## begin

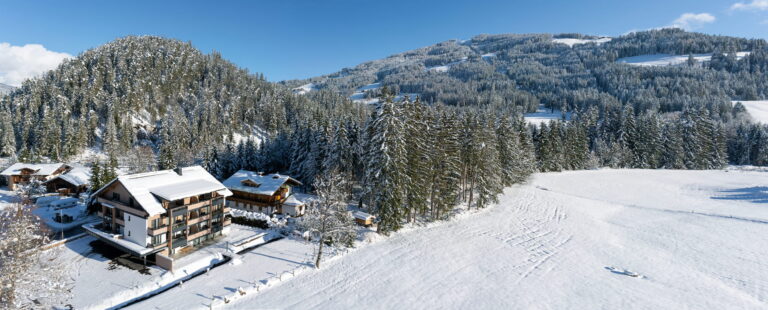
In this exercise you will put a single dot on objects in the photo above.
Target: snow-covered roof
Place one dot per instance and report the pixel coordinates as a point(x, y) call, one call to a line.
point(261, 184)
point(39, 169)
point(78, 176)
point(167, 184)
point(64, 201)
point(292, 201)
point(360, 215)
point(117, 240)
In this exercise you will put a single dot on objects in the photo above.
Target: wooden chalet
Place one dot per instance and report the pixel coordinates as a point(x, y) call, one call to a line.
point(269, 194)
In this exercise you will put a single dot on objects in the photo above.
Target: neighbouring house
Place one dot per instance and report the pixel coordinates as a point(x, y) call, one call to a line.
point(268, 194)
point(363, 218)
point(162, 214)
point(72, 182)
point(22, 173)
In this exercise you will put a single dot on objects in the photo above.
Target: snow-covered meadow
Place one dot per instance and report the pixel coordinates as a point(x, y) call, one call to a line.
point(757, 109)
point(610, 239)
point(655, 60)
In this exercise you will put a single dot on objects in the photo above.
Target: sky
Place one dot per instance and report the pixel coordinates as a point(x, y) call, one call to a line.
point(287, 39)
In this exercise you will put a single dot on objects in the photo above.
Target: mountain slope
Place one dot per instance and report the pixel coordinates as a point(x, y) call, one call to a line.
point(568, 69)
point(5, 89)
point(142, 91)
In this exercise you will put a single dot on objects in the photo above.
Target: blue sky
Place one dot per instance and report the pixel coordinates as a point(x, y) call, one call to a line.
point(297, 39)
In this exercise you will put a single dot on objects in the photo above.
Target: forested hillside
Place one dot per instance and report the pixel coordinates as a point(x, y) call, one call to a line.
point(527, 69)
point(143, 91)
point(447, 127)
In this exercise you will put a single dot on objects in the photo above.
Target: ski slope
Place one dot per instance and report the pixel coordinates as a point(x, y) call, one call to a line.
point(656, 60)
point(571, 42)
point(758, 110)
point(544, 115)
point(603, 239)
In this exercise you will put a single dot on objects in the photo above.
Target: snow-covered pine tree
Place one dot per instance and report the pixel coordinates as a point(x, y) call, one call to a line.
point(488, 182)
point(7, 136)
point(328, 219)
point(444, 163)
point(415, 132)
point(385, 165)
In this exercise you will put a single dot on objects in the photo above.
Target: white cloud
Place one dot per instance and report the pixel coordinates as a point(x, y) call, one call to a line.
point(690, 21)
point(755, 5)
point(18, 63)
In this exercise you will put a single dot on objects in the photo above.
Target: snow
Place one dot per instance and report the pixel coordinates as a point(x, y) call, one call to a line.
point(359, 95)
point(268, 184)
point(264, 266)
point(654, 60)
point(99, 283)
point(488, 56)
point(39, 169)
point(445, 67)
point(303, 89)
point(167, 183)
point(544, 115)
point(360, 215)
point(78, 175)
point(77, 212)
point(599, 239)
point(176, 191)
point(758, 110)
point(571, 42)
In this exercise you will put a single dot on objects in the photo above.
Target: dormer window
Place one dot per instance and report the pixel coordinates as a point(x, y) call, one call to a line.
point(250, 183)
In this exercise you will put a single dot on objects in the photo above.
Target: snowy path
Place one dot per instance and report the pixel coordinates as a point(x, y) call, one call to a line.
point(258, 265)
point(611, 239)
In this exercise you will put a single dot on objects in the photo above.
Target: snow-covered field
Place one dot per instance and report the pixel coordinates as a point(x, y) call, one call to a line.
point(667, 59)
point(98, 282)
point(602, 239)
point(303, 89)
point(544, 115)
point(757, 109)
point(446, 67)
point(359, 95)
point(571, 42)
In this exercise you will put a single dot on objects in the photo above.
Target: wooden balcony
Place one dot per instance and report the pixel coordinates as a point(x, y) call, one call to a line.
point(199, 219)
point(121, 206)
point(158, 230)
point(199, 234)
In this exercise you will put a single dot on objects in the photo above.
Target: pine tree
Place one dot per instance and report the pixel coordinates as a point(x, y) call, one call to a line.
point(385, 165)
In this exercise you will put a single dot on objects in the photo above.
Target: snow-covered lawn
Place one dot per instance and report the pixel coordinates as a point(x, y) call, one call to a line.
point(544, 115)
point(264, 266)
point(78, 214)
point(7, 198)
point(757, 109)
point(445, 67)
point(602, 239)
point(654, 60)
point(99, 282)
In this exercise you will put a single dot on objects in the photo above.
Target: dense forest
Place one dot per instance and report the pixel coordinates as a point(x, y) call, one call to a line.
point(155, 103)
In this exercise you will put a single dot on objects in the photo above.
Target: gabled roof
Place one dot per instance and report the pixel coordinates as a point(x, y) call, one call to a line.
point(147, 188)
point(360, 215)
point(267, 184)
point(78, 176)
point(39, 169)
point(292, 201)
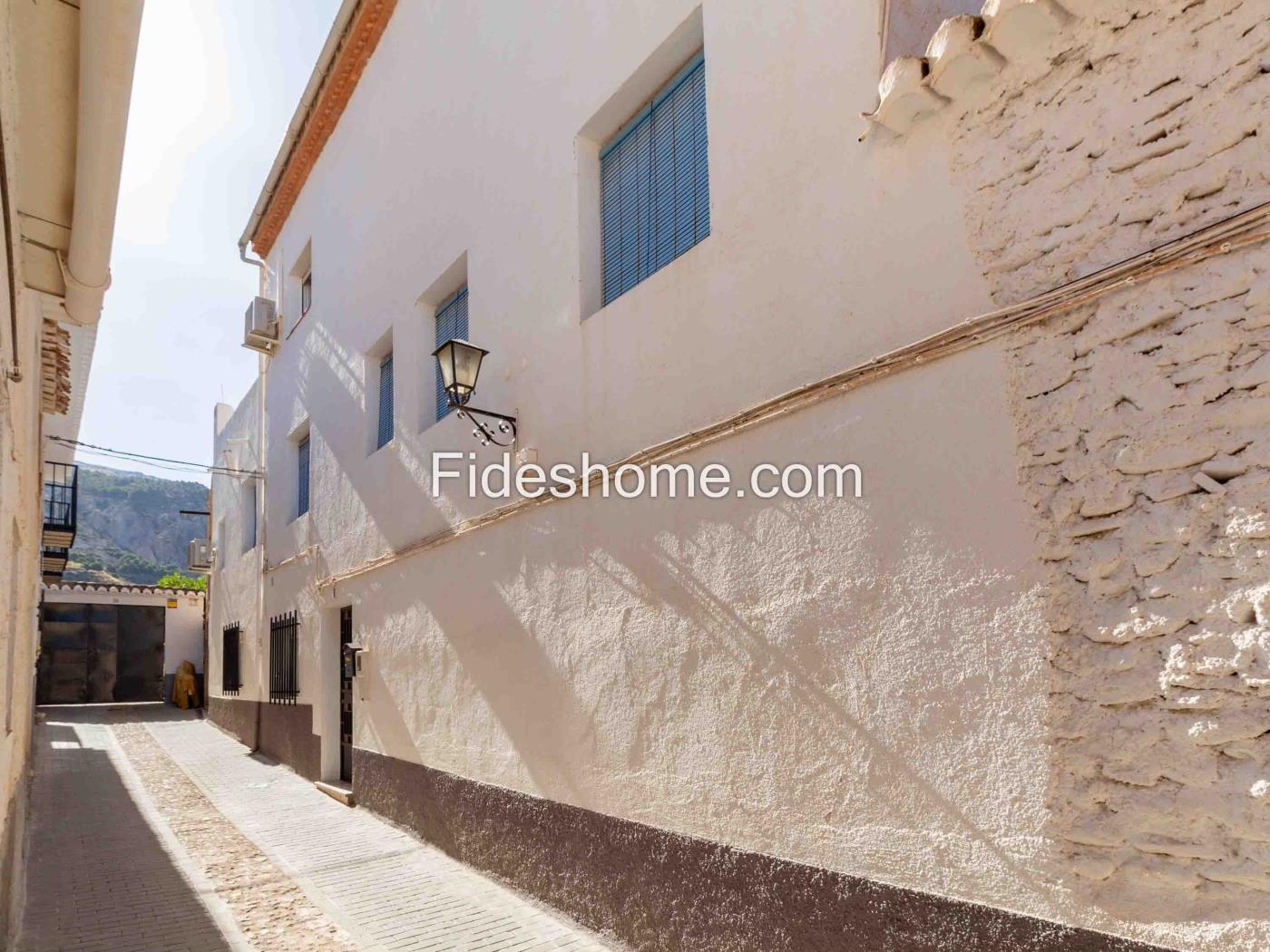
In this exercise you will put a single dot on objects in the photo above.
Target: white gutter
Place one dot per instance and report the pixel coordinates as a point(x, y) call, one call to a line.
point(108, 54)
point(334, 40)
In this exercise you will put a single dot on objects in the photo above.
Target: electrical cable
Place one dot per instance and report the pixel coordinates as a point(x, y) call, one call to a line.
point(159, 462)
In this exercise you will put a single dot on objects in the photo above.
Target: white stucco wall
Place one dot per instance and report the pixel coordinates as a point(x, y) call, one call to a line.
point(861, 685)
point(234, 592)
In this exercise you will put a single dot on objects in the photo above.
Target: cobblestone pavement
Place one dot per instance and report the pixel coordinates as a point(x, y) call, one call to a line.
point(146, 821)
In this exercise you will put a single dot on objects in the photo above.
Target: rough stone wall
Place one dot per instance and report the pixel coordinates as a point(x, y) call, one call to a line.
point(1143, 427)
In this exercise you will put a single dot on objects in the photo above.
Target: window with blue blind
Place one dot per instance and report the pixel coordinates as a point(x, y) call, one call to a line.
point(385, 424)
point(302, 473)
point(451, 323)
point(654, 183)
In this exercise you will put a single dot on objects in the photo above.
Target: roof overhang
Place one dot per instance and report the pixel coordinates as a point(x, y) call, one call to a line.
point(353, 37)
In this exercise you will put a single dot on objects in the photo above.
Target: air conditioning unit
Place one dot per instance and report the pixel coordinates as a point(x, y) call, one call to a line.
point(260, 332)
point(199, 555)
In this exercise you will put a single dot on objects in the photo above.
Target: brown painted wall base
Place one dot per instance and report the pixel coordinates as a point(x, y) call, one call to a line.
point(234, 716)
point(286, 732)
point(662, 891)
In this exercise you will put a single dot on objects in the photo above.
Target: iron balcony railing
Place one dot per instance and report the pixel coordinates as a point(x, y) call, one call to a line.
point(61, 504)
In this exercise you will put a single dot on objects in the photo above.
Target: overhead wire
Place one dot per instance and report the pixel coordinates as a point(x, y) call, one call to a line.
point(159, 462)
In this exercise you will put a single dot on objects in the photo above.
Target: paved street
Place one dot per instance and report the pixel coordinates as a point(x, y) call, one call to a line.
point(154, 831)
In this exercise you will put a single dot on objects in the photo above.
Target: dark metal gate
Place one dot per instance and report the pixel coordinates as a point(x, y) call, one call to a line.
point(346, 697)
point(93, 653)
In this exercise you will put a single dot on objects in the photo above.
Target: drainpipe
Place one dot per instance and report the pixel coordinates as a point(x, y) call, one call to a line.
point(262, 520)
point(108, 53)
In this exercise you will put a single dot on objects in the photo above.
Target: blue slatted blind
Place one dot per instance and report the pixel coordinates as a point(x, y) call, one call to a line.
point(654, 183)
point(451, 323)
point(302, 472)
point(385, 429)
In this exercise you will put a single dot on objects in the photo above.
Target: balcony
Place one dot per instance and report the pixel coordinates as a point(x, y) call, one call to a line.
point(61, 504)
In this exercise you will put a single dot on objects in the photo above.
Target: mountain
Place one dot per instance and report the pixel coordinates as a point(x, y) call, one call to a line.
point(130, 527)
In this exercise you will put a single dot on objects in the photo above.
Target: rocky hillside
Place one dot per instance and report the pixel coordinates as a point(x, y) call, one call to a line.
point(130, 527)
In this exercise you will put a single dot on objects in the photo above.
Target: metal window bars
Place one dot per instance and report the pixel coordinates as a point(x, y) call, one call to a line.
point(283, 659)
point(61, 504)
point(231, 673)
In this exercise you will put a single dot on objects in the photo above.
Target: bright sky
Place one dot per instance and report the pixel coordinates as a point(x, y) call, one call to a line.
point(215, 88)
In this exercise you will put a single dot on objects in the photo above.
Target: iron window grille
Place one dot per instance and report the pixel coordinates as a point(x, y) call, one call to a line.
point(385, 423)
point(61, 504)
point(451, 323)
point(283, 659)
point(231, 675)
point(654, 183)
point(302, 478)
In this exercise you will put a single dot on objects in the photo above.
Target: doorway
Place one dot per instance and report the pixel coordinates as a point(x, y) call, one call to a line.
point(93, 654)
point(346, 697)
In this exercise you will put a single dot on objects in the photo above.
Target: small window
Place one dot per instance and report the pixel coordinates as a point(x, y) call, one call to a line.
point(451, 323)
point(231, 675)
point(248, 516)
point(283, 659)
point(302, 478)
point(910, 24)
point(654, 183)
point(385, 422)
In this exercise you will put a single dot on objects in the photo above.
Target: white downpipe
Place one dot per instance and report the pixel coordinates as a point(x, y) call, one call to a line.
point(108, 54)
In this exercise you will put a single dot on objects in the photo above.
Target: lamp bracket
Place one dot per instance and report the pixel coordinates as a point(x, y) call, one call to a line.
point(483, 432)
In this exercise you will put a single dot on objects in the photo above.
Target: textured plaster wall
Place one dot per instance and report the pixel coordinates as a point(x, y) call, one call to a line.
point(1143, 431)
point(860, 685)
point(234, 594)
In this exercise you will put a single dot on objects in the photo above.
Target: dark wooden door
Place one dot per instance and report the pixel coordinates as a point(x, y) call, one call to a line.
point(99, 653)
point(346, 697)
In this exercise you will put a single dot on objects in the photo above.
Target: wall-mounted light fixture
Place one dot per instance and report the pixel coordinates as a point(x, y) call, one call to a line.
point(460, 365)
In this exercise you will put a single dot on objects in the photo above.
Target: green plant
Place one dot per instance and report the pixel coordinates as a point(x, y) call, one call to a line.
point(175, 580)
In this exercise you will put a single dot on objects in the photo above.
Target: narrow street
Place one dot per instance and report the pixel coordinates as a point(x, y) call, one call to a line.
point(154, 831)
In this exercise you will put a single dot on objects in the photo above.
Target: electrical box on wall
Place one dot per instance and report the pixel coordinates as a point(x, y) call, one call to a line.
point(352, 659)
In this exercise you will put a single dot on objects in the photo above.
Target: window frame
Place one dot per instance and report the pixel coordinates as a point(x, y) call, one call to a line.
point(656, 192)
point(285, 657)
point(231, 675)
point(385, 413)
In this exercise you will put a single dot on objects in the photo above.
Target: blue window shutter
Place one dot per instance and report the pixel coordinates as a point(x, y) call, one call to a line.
point(302, 472)
point(385, 428)
point(654, 184)
point(451, 323)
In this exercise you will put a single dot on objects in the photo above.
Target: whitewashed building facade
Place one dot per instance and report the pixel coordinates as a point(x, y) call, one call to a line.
point(65, 88)
point(1012, 697)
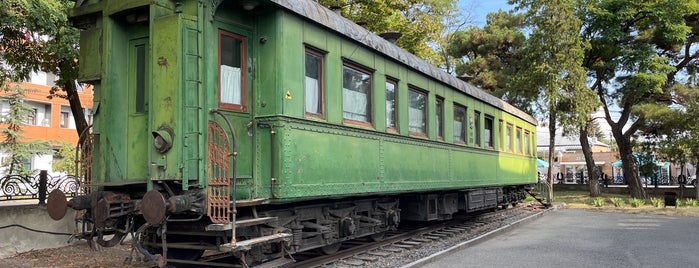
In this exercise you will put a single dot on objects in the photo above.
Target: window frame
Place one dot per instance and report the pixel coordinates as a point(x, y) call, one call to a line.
point(393, 82)
point(489, 137)
point(370, 95)
point(509, 137)
point(518, 140)
point(464, 124)
point(477, 128)
point(242, 107)
point(527, 143)
point(321, 82)
point(439, 117)
point(424, 93)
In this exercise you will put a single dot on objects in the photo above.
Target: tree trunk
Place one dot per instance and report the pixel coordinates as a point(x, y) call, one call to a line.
point(552, 141)
point(628, 165)
point(592, 171)
point(68, 85)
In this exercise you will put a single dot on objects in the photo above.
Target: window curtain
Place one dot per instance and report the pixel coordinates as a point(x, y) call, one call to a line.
point(354, 105)
point(458, 131)
point(416, 120)
point(312, 95)
point(231, 85)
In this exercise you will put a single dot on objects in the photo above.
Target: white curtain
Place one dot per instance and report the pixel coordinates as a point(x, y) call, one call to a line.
point(312, 95)
point(354, 105)
point(458, 131)
point(230, 84)
point(390, 114)
point(416, 118)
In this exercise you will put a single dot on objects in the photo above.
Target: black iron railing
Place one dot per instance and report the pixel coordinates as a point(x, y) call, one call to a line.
point(14, 187)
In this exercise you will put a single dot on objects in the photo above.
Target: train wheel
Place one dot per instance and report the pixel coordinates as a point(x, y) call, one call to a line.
point(330, 249)
point(377, 236)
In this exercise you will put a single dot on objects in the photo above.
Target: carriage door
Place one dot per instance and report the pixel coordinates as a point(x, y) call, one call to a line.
point(235, 94)
point(137, 126)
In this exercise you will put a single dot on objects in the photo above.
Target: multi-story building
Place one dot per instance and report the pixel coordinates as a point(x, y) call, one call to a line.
point(49, 119)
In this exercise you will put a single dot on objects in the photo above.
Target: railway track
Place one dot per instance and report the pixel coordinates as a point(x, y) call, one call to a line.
point(414, 241)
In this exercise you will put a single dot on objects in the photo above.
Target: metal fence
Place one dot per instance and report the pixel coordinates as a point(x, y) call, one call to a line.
point(14, 187)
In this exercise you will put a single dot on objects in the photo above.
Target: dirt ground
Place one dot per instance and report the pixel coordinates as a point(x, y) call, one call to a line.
point(78, 254)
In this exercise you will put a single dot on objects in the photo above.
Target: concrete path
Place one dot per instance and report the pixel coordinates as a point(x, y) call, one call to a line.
point(579, 238)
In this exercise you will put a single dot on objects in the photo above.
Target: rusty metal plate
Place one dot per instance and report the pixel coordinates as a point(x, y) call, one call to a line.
point(57, 205)
point(153, 207)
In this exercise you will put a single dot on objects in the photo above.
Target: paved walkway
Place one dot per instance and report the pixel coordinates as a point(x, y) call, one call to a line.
point(578, 238)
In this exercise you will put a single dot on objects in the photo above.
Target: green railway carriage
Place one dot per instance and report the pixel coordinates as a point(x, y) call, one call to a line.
point(254, 128)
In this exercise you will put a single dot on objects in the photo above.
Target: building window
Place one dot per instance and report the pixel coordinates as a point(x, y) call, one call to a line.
point(232, 82)
point(439, 106)
point(527, 146)
point(391, 115)
point(508, 138)
point(315, 92)
point(488, 132)
point(31, 117)
point(417, 111)
point(66, 119)
point(477, 128)
point(140, 76)
point(518, 138)
point(459, 124)
point(356, 94)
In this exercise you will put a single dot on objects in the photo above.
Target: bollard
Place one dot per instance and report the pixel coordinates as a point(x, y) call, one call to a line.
point(43, 180)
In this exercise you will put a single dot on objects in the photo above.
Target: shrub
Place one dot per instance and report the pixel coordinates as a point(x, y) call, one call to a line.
point(635, 202)
point(618, 202)
point(598, 202)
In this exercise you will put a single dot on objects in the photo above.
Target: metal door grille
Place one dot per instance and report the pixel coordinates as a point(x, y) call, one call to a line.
point(219, 175)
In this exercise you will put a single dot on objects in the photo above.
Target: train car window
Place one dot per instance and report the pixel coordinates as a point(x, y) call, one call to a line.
point(356, 94)
point(315, 91)
point(508, 139)
point(417, 112)
point(391, 100)
point(488, 132)
point(140, 79)
point(477, 128)
point(527, 146)
point(502, 143)
point(232, 82)
point(459, 124)
point(439, 105)
point(518, 138)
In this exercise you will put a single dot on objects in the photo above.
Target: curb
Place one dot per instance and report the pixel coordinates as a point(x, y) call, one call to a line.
point(433, 257)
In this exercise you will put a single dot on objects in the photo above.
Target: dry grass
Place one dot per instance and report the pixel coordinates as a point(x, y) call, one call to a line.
point(582, 200)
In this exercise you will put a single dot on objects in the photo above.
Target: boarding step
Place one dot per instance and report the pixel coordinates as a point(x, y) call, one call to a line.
point(248, 244)
point(281, 262)
point(250, 202)
point(255, 221)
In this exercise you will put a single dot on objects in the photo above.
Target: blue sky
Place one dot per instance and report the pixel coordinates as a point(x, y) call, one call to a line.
point(478, 10)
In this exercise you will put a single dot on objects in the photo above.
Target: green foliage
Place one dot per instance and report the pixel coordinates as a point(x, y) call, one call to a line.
point(636, 202)
point(18, 149)
point(64, 159)
point(492, 56)
point(617, 202)
point(637, 49)
point(598, 202)
point(421, 22)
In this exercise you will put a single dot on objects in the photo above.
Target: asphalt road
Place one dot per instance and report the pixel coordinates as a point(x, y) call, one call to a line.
point(579, 238)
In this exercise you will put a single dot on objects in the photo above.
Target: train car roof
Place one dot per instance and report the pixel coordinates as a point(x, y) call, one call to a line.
point(314, 11)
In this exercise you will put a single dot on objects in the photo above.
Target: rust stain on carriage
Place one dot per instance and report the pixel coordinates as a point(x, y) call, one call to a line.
point(219, 207)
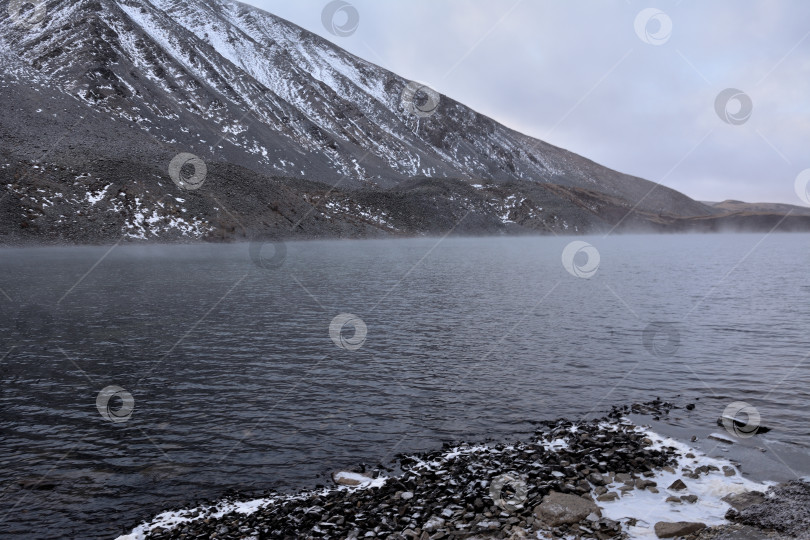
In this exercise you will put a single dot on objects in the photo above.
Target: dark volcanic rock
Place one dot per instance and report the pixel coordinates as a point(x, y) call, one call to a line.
point(560, 508)
point(664, 529)
point(786, 509)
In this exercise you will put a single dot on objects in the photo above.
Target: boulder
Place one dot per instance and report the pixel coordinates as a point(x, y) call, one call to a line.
point(607, 497)
point(740, 501)
point(665, 529)
point(346, 478)
point(561, 508)
point(677, 485)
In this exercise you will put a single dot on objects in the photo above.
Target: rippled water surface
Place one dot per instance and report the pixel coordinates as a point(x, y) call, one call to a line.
point(237, 383)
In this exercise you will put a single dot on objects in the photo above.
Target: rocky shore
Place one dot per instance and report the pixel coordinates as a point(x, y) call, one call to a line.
point(604, 478)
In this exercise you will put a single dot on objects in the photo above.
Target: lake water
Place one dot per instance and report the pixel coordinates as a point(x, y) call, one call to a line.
point(235, 381)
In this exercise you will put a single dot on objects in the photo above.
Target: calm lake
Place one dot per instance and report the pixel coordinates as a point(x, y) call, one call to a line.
point(235, 381)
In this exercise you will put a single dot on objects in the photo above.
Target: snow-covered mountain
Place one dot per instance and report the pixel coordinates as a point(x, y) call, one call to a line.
point(297, 136)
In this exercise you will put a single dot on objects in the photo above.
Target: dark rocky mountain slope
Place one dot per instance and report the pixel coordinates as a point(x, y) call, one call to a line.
point(297, 138)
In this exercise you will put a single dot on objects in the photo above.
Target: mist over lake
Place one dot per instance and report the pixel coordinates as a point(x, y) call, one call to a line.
point(237, 383)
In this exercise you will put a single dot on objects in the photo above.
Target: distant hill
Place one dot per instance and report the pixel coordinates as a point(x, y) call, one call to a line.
point(279, 132)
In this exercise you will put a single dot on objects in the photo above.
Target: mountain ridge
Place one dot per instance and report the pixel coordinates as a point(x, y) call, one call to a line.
point(264, 103)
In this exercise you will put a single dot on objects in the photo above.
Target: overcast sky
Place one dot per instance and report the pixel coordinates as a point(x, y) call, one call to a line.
point(579, 75)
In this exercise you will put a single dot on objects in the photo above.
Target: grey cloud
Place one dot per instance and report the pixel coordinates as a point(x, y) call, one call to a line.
point(530, 64)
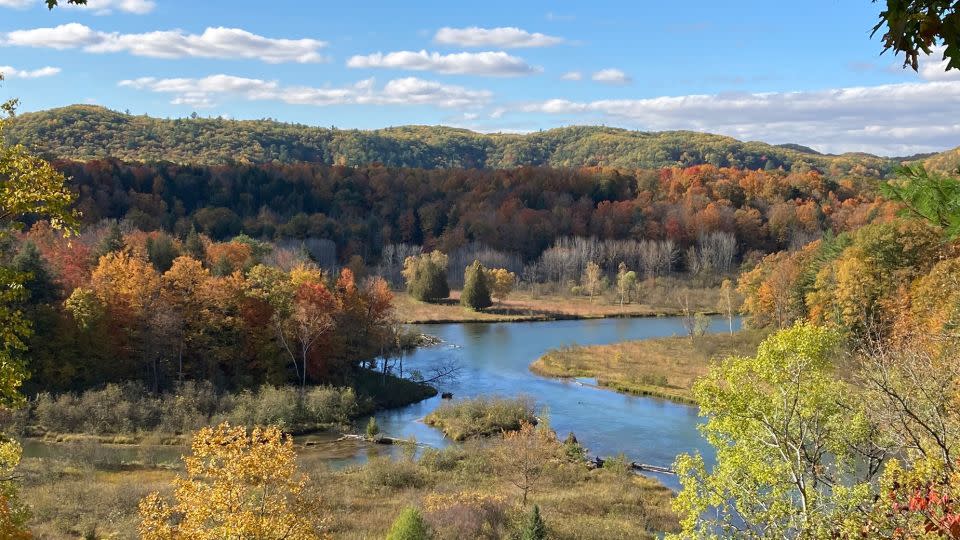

## end

* What the exercise asks: Please identify each line in the records above that contains the word "building", and copy those lines out in full.

* Completed exercise:
Target: whitewashed building facade
Target: multi-story building
Target: building window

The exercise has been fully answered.